Document
+--

Well folks, I have now made it two months. My life is different than it was even a month ago. I have assimilated to the culture more, though I am still known as the "crazy American". I have started to say things that the Brits say...things like toilet instead of bathroom, till instead of register and rubbish instead of sucks...though I still do say sucks from time to time. I have also gotten more used to being on the bus. I no longer stare out the window in amazement everywhere I go. The problem is that I now zone out and forget to get off the bus...this is another problem all of its own. Ian and I have also started to make some friends. We were even invited to someone's house for lunch...it was a really nice lunch and they made a huge meal from scratch. I was impressed. We are getting more involved in church. We even joined a cell group...though work seems to get in the way of that.
I still see/hear/smell things every day that amaze me. The sky seems to have way more color and excitement in it than the one in Southern California...though technically it is the same sky! I am still not used to the whole people not wearing deodorant thing on a crowded bus. It does a number on my nose! I am still trying to figure out how to politely cover my nose. The accents here range from easily understandable to barely recognizable as English. No joke. I can understand the majority of people, but I do run into people almost daily that have such a "crazy" accent that I can't understand them. This poses a problem when I am trying to take their order at Starbucks.
I have to admit that I miss my family and friends. It is weird to not be able to see people whenever I want. And, the time change can be annoying. Once it is late enough here for me to call people, I am tired and want to go to bed...sorry Chandra. I am greatly looking forward to going home for a visit in 3 weeks. But, it makes me sad that after that I don't know the next time I will be home. I miss the people from my "old life" and still want to see them all the time. How is that possible when I live 7500 miles away?
In conclusion, after 2 months, I am getting along well in Edinburgh. Things are starting to seem more normal to me...though walking to and from the grocery store is still a pain in the butt (or more a pain in my arms!) This new life of mine is so different from my old one, but good. I am accepting it and moving forward...that is a good thing.
Edinburgh was just rated the best place to live in the UK. Here are some of the reasons why:
* An amazing lifestyle, with by far the most shops, bars and restaurants * There are more museums and galleries than any other Local Authority * The highest concentration of listed (old buildings that have to remain the same on the outside...not the official definition, but mine) buildings in the UK
And here is a tid bit of interesting information about the place I now reside, all courtesy of Channel 4 News (BBC News, that is):
Edinburgh's beloved Old Town, with its medieval road plan and Reformation era buildings, is a UNESCO World Heritage Site. But a £20 million regeneration programme announced in June 2007 will see a series of rundown buildings between the Royal Mile and Market Street transformed into a brand new quarter, set to include 80 flats and a budget hotel. Locals aren't pleased, but if you're planning to move, you could snap up some brand new housing in the picturesque heart of the city.

+--

Raw records
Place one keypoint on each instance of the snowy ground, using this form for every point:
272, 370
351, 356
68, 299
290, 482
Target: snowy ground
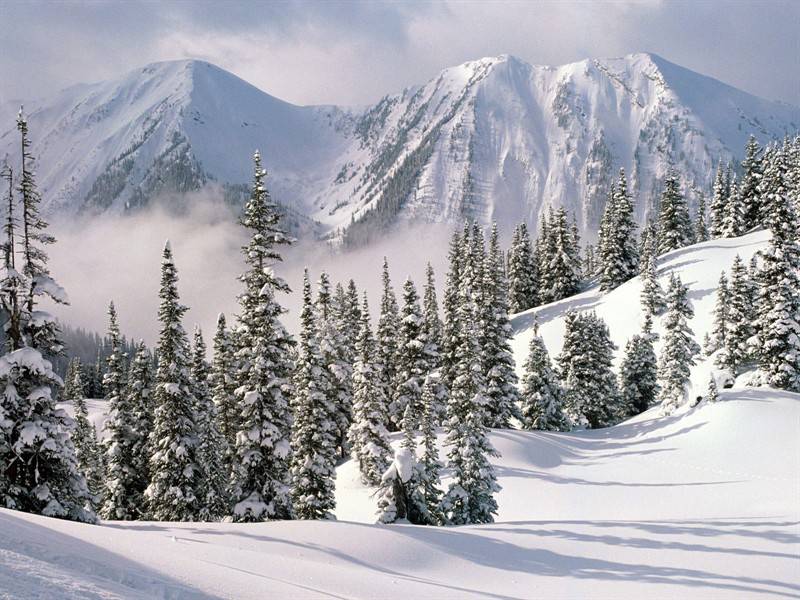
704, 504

+--

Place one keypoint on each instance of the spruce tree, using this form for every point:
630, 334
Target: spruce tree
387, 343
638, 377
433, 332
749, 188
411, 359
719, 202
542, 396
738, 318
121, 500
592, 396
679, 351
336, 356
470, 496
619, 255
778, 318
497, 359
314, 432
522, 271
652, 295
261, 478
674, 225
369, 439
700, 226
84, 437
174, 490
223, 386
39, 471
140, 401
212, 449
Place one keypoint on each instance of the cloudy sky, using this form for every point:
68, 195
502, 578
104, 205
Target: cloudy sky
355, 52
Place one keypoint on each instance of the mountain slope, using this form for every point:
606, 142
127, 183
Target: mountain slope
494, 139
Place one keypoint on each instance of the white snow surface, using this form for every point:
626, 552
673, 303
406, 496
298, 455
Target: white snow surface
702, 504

+--

Exercise tasks
1. Rewrite the Edinburgh post from the words "In conclusion, after" through the words "a good thing.", replacing "grocery store" with "supermarket".
2. Write the next part of the Edinburgh post, picking up after its final sentence.
The items above are separate from the Edinburgh post.

Exercise results
1.
In conclusion, after 2 months, I am getting along well in Edinburgh. Things are starting to seem more normal to me...though walking to and from the supermarket is still a pain in the butt (or more a pain in my arms!) This new life of mine is so different from my old one, but good. I am accepting it and moving forward...that is a good thing.

2.
Also a World Heritage Site, the New Town, built from 1765 onwards, and originally designed to be purely residential, followed a grid-like street layout like modern day New York when first built, much of which you'll still find intact today. These days, the New Town is known for its shops - the famous Princes Street being retail Mecca for visitors and locals alike.
The South side, Edinburgh's less famous and primarily residential district, can nevertheless boast famous residents: if you like the sound of having authors J. K. Rowling, Ian Rankin, and Alexander McCall Smith for neighbours, this is the place to be. To the east, the port of Leith was controversially merged with Edinburgh in 1920 and has enjoyed a growing profile since the 1980s as an excellent environment for white-collar workers.
A prosperous city, just over half of Edinburgh's residents work in professional occupations or as senior management, with just 1.9 per cent of the town's population claiming job seekers allowance. This is reflected in higher property prices than the national average. In fact, prices there have climbed steadily for the last five years, with the average Edinburgh home now over the £200,000 price barrier.
Think that’s too expensive? It’s still half the cost of a home in London, so if it’s capital city living for you, this is certainly one you can afford to buy in. And for that alone, Edinburgh deserves its place as the pick of the crop.
Now many of you will remember that it wasn't that long ago (5 years to be exact) that I resided in the worst place to live in the US - Modesto, CA! Here are some of the reasons why:
* High unemployment * Expensive housing * High crime rate...#1 city for auto theft in 2005 & 2006...down to #5 for 2007.
Think there are any similarities to the two cities? I doubt it! Well...there are Grimblebys in both cities! Coincidence? I think not!
What is the church's role in society? Many a people have an opinion on this. We in the United States constantly hear the controversy about the separation of church and state. But, what exactly should be the role of the church in the average (unsaved) person's life?
There is this church in Edinburgh that intrigues me - St. John's. It is an Episcopal church. It is an old school building...probably hundreds of years old, sitting in a very prominent position in the middle of town. I pass this church every day on my way to/from work. It intrigues me due to its involvement in the community. Last week it had a booth staffed with people to give practical help for people to get out of debt. I thought that was cool. Also, this church constantly is hosting various "sales" at it - jewelry one week, books another...you get the picture. They also have a coffee shop and their own store that is currently selling Christmas cards for charity. You can tour the church for free daily. They also have services, Bible classes and free yoga.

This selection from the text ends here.